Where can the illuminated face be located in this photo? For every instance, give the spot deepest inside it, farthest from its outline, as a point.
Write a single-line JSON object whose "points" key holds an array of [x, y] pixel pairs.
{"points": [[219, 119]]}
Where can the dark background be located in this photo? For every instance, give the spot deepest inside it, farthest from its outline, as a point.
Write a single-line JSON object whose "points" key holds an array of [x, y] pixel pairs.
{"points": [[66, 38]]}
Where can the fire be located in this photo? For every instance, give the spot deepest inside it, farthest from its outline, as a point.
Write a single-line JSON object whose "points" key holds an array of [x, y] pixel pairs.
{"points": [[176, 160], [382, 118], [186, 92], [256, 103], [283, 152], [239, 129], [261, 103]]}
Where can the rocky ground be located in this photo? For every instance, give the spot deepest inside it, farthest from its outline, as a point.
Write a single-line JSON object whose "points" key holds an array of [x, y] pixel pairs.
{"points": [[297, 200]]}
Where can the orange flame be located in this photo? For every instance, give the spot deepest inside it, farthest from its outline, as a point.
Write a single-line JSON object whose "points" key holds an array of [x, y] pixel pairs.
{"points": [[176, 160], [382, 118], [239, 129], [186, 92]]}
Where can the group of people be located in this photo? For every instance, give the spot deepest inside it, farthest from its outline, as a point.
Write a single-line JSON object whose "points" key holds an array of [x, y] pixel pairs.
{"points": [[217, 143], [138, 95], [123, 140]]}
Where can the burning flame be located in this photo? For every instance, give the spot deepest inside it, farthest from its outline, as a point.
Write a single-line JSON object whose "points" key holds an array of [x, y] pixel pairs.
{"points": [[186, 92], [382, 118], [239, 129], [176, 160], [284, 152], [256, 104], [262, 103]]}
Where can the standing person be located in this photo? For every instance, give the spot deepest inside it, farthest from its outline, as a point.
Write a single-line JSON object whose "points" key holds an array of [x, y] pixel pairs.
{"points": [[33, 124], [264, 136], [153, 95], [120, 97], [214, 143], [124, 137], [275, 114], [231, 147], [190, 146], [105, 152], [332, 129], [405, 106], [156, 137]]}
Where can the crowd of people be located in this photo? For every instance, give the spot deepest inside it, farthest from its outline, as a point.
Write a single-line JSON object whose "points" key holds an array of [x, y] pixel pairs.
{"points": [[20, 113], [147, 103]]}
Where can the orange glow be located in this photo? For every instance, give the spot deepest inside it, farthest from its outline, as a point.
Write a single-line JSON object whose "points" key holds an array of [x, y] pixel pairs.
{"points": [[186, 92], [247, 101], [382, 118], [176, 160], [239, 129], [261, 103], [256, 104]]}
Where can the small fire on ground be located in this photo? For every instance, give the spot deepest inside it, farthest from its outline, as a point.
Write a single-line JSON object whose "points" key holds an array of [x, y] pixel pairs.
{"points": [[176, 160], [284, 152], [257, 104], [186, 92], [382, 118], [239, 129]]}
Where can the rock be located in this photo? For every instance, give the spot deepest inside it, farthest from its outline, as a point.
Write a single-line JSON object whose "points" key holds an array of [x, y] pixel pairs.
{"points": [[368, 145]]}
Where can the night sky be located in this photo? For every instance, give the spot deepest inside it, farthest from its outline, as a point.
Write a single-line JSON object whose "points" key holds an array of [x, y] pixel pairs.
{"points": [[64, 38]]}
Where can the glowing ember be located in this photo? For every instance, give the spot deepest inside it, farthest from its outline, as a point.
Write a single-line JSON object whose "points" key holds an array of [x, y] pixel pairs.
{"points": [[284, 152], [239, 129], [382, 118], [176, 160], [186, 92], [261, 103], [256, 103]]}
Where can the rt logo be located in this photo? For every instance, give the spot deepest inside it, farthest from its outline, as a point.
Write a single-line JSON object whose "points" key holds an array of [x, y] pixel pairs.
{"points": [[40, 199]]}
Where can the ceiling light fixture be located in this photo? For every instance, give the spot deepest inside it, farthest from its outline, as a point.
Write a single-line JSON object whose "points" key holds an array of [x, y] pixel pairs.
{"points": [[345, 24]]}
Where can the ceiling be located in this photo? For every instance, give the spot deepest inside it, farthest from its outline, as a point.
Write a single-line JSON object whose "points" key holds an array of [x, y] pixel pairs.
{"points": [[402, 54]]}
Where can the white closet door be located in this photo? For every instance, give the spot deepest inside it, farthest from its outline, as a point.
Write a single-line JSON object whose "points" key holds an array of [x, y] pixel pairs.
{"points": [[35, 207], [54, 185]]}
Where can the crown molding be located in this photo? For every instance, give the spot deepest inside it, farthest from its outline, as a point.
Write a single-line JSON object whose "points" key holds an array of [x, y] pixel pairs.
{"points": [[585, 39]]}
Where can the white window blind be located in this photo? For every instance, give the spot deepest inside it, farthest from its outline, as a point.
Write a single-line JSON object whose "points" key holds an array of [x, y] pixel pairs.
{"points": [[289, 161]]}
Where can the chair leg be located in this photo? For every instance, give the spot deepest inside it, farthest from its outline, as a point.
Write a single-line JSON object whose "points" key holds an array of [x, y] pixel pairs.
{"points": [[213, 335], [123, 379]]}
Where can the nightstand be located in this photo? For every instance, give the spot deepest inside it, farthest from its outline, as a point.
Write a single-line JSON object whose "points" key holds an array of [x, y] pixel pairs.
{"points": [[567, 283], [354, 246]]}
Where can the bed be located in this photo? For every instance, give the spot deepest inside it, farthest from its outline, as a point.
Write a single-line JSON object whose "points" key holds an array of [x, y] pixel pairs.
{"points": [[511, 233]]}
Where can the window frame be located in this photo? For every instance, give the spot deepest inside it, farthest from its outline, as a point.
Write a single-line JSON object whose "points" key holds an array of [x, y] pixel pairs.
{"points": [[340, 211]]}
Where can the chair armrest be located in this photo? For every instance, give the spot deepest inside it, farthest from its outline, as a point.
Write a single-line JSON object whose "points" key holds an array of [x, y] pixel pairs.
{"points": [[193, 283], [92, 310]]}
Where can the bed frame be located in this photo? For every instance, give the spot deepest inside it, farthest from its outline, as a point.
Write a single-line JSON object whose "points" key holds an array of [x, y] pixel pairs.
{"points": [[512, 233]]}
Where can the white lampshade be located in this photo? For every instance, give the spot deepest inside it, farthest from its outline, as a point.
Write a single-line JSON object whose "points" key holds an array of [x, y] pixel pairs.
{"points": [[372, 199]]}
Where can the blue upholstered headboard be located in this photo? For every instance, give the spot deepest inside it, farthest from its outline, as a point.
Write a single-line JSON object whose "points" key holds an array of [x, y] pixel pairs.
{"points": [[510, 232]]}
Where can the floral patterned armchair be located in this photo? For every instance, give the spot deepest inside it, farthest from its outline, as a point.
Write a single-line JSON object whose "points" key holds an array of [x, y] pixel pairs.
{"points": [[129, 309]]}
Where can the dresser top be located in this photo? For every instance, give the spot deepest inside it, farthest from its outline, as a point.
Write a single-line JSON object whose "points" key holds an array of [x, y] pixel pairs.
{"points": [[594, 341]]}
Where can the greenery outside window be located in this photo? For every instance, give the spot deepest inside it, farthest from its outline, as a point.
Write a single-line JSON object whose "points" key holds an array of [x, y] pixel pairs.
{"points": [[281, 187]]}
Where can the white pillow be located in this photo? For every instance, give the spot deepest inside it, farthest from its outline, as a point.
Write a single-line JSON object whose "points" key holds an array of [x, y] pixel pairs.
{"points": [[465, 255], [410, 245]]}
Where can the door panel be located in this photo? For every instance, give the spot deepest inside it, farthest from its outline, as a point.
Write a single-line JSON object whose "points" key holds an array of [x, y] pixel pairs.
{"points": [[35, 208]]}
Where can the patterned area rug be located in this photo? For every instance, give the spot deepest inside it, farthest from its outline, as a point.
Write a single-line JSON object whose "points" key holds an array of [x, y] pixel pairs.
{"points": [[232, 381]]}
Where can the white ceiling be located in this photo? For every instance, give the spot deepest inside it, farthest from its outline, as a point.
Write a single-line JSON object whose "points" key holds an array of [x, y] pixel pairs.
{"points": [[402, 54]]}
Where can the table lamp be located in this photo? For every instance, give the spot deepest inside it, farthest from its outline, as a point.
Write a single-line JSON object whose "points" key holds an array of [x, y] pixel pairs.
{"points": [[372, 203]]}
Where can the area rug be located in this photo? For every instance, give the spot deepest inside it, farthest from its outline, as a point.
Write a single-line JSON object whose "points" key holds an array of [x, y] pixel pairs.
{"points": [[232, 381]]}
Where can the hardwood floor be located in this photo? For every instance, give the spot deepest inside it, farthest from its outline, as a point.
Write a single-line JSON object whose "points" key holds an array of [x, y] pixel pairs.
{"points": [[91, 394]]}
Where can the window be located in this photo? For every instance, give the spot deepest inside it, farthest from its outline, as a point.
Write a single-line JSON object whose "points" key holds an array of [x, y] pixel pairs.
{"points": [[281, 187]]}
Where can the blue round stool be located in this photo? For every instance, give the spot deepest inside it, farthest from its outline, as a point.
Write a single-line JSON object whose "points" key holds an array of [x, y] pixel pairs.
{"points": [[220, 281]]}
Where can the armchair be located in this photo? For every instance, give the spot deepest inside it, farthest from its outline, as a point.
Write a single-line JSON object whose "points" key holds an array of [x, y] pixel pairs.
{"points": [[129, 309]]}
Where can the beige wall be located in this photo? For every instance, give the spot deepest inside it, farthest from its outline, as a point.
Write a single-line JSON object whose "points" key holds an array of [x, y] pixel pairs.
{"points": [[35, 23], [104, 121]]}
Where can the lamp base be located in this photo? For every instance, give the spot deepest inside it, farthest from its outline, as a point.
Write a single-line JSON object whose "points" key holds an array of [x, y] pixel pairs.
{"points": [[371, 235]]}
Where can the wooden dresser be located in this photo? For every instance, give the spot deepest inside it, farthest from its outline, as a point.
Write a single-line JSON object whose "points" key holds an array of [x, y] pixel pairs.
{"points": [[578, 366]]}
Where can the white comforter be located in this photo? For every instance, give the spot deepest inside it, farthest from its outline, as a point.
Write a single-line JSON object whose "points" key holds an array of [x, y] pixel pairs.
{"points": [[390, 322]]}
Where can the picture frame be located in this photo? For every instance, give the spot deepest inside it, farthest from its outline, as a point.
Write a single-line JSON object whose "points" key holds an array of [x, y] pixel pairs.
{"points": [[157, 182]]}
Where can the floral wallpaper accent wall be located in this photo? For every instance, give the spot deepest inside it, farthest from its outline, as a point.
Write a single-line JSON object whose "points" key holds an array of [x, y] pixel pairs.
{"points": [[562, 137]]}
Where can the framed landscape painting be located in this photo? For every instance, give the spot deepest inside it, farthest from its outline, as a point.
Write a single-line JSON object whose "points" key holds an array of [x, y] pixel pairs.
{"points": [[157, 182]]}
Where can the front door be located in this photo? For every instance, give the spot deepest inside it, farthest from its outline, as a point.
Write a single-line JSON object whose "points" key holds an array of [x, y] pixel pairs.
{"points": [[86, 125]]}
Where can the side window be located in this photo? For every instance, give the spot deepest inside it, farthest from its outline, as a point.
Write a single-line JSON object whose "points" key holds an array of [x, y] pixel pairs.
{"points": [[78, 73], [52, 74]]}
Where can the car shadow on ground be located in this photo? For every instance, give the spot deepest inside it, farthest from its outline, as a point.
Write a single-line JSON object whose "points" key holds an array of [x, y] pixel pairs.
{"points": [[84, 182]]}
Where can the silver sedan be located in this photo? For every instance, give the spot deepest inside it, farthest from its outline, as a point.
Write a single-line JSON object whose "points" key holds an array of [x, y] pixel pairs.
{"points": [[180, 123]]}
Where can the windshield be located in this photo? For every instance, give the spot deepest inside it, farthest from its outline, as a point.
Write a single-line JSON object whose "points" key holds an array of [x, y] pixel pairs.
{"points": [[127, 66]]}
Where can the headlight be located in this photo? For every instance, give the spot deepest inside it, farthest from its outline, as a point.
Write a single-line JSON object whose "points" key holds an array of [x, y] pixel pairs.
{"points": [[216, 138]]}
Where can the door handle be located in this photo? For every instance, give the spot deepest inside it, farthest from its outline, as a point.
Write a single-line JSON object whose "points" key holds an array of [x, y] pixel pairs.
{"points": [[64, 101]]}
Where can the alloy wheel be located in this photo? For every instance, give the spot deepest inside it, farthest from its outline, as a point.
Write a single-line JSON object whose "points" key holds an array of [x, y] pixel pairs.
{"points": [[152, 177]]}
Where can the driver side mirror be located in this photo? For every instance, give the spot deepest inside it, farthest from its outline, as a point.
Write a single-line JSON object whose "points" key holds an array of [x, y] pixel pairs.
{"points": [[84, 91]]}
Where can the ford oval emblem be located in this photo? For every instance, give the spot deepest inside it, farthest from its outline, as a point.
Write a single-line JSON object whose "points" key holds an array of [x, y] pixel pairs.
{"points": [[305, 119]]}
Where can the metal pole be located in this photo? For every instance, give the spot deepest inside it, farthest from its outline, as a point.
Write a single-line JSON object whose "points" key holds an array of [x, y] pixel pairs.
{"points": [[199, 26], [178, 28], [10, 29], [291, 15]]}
• • •
▶ Task
Print exactly the lines above from the one with "Where can the chair leg" to the one with "Where can the chair armrest", including both.

▶ Response to this exercise
Where can the chair leg be located in this photo? For every instance, give the spot deepest inside it, farthest from its outline, as a point.
Write a single-line JSON object whose "points" key holds an array of [x, y] pixel pairs.
{"points": [[213, 335], [123, 379]]}
Where can the nightstand be located in this photo? For every instance, give the spot deepest inside it, farthest from its outline, as a point.
Write a single-line JSON object whose "points" key holds an array of [x, y] pixel pairs.
{"points": [[567, 283], [354, 246]]}
Where can the bed be located in this photo? For every instance, give the spot deepest inside it, farthest from its outline, as a point.
Write a single-line JSON object whose "points" key holds an array of [x, y] pixel pairs.
{"points": [[511, 233]]}
Where can the window frame be located in this photo? For every instance, give the spot deepest inside it, farthest from its outline, as a point.
Write a single-line JSON object whose "points" key holds an array of [x, y] pixel pairs.
{"points": [[340, 211]]}
Where can the chair armrest be located in this photo? For every instance, give the spot deepest inside it, farthest from its outline, as a point.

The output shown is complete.